* **Your task**
All of the data below should be returned exactly.

* **Provided information**
**********

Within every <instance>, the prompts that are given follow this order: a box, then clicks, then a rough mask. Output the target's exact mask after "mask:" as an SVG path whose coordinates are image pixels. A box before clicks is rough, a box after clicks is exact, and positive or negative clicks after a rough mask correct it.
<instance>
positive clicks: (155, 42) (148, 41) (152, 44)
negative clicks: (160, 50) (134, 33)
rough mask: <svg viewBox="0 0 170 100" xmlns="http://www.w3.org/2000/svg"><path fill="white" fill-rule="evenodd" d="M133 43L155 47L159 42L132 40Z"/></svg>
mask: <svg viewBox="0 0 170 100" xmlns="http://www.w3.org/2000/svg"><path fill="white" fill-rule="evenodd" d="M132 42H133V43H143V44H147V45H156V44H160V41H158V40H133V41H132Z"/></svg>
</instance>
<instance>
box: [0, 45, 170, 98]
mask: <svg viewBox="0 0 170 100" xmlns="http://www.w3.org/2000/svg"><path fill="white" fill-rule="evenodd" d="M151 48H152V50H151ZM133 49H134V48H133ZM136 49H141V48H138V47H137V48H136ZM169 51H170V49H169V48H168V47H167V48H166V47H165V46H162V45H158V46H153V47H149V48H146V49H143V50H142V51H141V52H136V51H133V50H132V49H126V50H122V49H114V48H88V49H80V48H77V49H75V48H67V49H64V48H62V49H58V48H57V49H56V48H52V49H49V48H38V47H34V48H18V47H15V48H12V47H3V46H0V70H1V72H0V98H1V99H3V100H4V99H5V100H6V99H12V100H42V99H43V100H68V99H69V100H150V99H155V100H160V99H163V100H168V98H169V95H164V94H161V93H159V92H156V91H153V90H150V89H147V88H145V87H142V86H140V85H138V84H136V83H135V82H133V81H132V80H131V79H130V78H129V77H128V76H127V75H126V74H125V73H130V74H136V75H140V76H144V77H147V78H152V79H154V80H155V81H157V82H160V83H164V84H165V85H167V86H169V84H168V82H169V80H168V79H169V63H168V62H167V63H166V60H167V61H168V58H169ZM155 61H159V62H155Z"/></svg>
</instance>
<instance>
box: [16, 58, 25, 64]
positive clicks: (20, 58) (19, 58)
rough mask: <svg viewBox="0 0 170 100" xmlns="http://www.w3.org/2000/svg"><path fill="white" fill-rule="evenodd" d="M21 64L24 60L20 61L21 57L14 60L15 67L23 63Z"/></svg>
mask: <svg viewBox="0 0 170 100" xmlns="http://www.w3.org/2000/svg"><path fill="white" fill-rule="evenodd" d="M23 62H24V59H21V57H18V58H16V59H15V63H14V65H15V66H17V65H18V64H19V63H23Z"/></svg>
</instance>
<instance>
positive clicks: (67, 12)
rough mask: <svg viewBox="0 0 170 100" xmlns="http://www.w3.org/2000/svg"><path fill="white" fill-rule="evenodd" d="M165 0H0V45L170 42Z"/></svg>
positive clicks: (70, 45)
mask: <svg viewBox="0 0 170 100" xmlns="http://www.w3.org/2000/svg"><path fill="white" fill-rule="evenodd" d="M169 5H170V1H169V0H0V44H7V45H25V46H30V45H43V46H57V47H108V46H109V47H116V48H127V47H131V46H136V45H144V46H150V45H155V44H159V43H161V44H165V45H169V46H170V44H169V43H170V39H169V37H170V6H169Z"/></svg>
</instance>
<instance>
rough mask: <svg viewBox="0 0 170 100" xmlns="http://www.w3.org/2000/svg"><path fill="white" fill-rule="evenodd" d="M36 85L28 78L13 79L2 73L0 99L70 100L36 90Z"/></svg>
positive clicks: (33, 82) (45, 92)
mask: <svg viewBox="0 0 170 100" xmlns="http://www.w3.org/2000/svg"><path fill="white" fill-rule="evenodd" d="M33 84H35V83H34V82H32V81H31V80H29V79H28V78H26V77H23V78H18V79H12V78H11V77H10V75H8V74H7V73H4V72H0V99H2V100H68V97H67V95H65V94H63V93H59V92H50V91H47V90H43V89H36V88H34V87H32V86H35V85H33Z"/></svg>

**********

* **Answer area**
Within every <instance>, the prompts that are given follow this order: a box, then clicks, then a rough mask. Output the target's exact mask after "mask:" as an SVG path whose coordinates are image pixels. A box before clicks is rough, a box after clicks is exact, and positive or negative clicks after a rough mask correct it.
<instance>
positive clicks: (155, 42) (148, 41) (152, 44)
negative clicks: (160, 50) (134, 33)
rough mask: <svg viewBox="0 0 170 100" xmlns="http://www.w3.org/2000/svg"><path fill="white" fill-rule="evenodd" d="M133 43L155 47L159 42L132 40Z"/></svg>
mask: <svg viewBox="0 0 170 100" xmlns="http://www.w3.org/2000/svg"><path fill="white" fill-rule="evenodd" d="M132 42H133V43H143V44H147V45H156V44H160V41H158V40H133V41H132Z"/></svg>
</instance>
<instance>
box: [0, 45, 170, 98]
mask: <svg viewBox="0 0 170 100" xmlns="http://www.w3.org/2000/svg"><path fill="white" fill-rule="evenodd" d="M151 48H152V50H151ZM133 49H134V48H133ZM136 49H141V48H138V47H137V48H136ZM169 51H170V49H169V48H168V47H167V48H166V47H165V46H162V45H158V46H153V47H149V48H146V49H143V50H142V51H141V52H136V51H133V50H132V49H126V50H122V49H114V48H88V49H80V48H77V49H75V48H67V49H64V48H62V49H58V48H57V49H56V48H52V49H49V48H38V47H34V48H18V47H15V48H12V47H3V46H0V70H1V72H0V98H1V99H3V100H4V99H5V100H6V99H12V100H42V99H43V100H68V99H69V100H150V99H155V100H160V99H163V100H168V98H169V95H164V94H161V93H159V92H156V91H153V90H150V89H147V88H145V87H142V86H140V85H138V84H136V83H135V82H133V81H132V80H131V79H130V78H129V77H128V76H127V75H126V74H125V73H130V74H136V75H140V76H144V77H147V78H152V79H154V80H155V81H157V82H160V83H164V84H165V85H167V86H169V84H168V82H169V80H168V79H169V63H168V62H167V63H166V60H167V61H168V58H169ZM155 61H159V62H155Z"/></svg>
</instance>
<instance>
box: [16, 58, 25, 64]
positive clicks: (20, 58) (19, 58)
rough mask: <svg viewBox="0 0 170 100" xmlns="http://www.w3.org/2000/svg"><path fill="white" fill-rule="evenodd" d="M21 64L24 60L20 61L21 57L14 60L15 67L23 63Z"/></svg>
mask: <svg viewBox="0 0 170 100" xmlns="http://www.w3.org/2000/svg"><path fill="white" fill-rule="evenodd" d="M23 62H24V59H21V57H18V58H16V59H15V63H14V65H15V66H17V65H18V64H19V63H23Z"/></svg>
</instance>
<instance>
positive clicks: (67, 12)
rough mask: <svg viewBox="0 0 170 100" xmlns="http://www.w3.org/2000/svg"><path fill="white" fill-rule="evenodd" d="M165 0H0V45L170 42Z"/></svg>
positive clicks: (70, 45)
mask: <svg viewBox="0 0 170 100" xmlns="http://www.w3.org/2000/svg"><path fill="white" fill-rule="evenodd" d="M169 5H170V1H169V0H0V44H7V45H25V46H30V45H43V46H57V47H108V46H109V47H116V48H127V47H131V46H136V45H144V46H150V45H155V44H159V43H161V44H165V45H169V46H170V44H169V43H170V39H169V37H170V6H169Z"/></svg>
</instance>
<instance>
rough mask: <svg viewBox="0 0 170 100" xmlns="http://www.w3.org/2000/svg"><path fill="white" fill-rule="evenodd" d="M36 85L28 78L13 79L2 73L0 99L70 100L36 90Z"/></svg>
positive clicks: (33, 82) (45, 92)
mask: <svg viewBox="0 0 170 100" xmlns="http://www.w3.org/2000/svg"><path fill="white" fill-rule="evenodd" d="M33 84H35V83H34V82H32V81H31V80H29V79H28V78H26V77H23V78H18V79H12V78H11V77H10V75H8V74H7V73H4V72H0V99H2V100H68V97H67V95H65V94H63V93H59V92H50V91H47V90H43V89H36V88H34V87H32V86H35V85H33Z"/></svg>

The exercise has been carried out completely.